DIRECTIONS
In this exercise, every entry below is to be reproduced word for word.

DATA TO EXAMINE

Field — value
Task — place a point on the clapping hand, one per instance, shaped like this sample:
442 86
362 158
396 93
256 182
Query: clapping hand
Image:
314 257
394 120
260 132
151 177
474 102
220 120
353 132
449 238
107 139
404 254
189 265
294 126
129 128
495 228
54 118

PROBLEM SOLUTION
Field — value
Task — place a point on the clapping hand, one per instance, shaped like this sample:
442 86
362 158
396 93
256 182
Query: clapping hand
Image:
314 257
394 120
260 132
151 177
474 102
220 120
353 132
449 238
107 139
404 254
189 265
294 126
129 128
495 228
54 118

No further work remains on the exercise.